-- START OF EXTRACTED INFORMATION --

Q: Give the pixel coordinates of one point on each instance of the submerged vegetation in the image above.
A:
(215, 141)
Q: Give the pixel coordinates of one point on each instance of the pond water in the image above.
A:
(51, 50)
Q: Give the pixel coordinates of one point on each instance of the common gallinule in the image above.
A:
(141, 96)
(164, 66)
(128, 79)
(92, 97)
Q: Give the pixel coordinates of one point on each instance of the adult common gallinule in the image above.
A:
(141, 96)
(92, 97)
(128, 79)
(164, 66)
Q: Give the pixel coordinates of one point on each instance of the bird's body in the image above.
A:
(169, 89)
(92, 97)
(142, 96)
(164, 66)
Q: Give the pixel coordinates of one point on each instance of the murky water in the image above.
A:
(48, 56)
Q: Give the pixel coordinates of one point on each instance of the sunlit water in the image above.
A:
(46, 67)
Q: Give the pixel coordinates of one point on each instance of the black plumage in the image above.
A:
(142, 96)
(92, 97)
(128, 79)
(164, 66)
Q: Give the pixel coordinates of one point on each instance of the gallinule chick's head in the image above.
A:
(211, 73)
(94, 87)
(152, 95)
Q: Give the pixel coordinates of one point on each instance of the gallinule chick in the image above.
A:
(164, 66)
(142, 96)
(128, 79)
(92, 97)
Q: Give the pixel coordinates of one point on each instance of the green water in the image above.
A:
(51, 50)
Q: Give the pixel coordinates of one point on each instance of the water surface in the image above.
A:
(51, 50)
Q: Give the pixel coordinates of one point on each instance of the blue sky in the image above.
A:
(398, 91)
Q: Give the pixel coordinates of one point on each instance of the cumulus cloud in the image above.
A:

-- END OF EXTRACTED INFORMATION --

• _WHAT YOU NEED TO DO_
Output the material above as a JSON array of strings, with one string for each line and no entries for blank lines.

• _FULL ANSWER_
[
  "Q: Give the pixel coordinates of one point on each instance of the submerged vegetation in the image above.",
  "A:",
  "(215, 141)",
  "Q: Give the pixel coordinates of one point on each instance of the pond water in the image above.",
  "A:",
  "(51, 50)",
  "Q: Give the pixel coordinates of one point on each instance of the common gallinule in the image above.",
  "A:",
  "(141, 96)",
  "(164, 66)",
  "(128, 79)",
  "(92, 97)",
  "Q: Give the pixel coordinates of one point on each instance of the adult common gallinule in the image above.",
  "A:",
  "(141, 96)",
  "(92, 97)",
  "(128, 79)",
  "(164, 66)",
  "Q: Give the pixel coordinates of one point on each instance of the bird's body in the image above.",
  "A:",
  "(169, 89)",
  "(92, 97)",
  "(142, 96)",
  "(164, 66)",
  "Q: Give the pixel coordinates of one point on each instance of the murky water in the image above.",
  "A:",
  "(48, 56)",
  "Q: Give the pixel coordinates of one point on each instance of the sunlit water in the image above.",
  "A:",
  "(46, 67)",
  "Q: Give the pixel coordinates of one point on each instance of the black plumage in the image above.",
  "A:",
  "(142, 96)",
  "(92, 97)",
  "(128, 79)",
  "(164, 66)",
  "Q: Give the pixel coordinates of one point on each instance of the gallinule chick's head in the image above.",
  "A:",
  "(211, 73)",
  "(94, 87)",
  "(152, 95)",
  "Q: Give the pixel coordinates of one point on each instance of the gallinule chick in the image above.",
  "A:",
  "(164, 66)",
  "(142, 96)",
  "(128, 79)",
  "(92, 97)",
  "Q: Give the pixel coordinates of one point on each instance of the green water in the image above.",
  "A:",
  "(51, 50)",
  "Q: Give the pixel coordinates of one point on each instance of the water surface in the image above.",
  "A:",
  "(51, 50)",
  "Q: Give the pixel coordinates of one point on each instance of the blue sky in the image above.",
  "A:",
  "(398, 91)",
  "Q: Give the pixel coordinates of one point on each instance of the cumulus cloud in the image above.",
  "A:"
]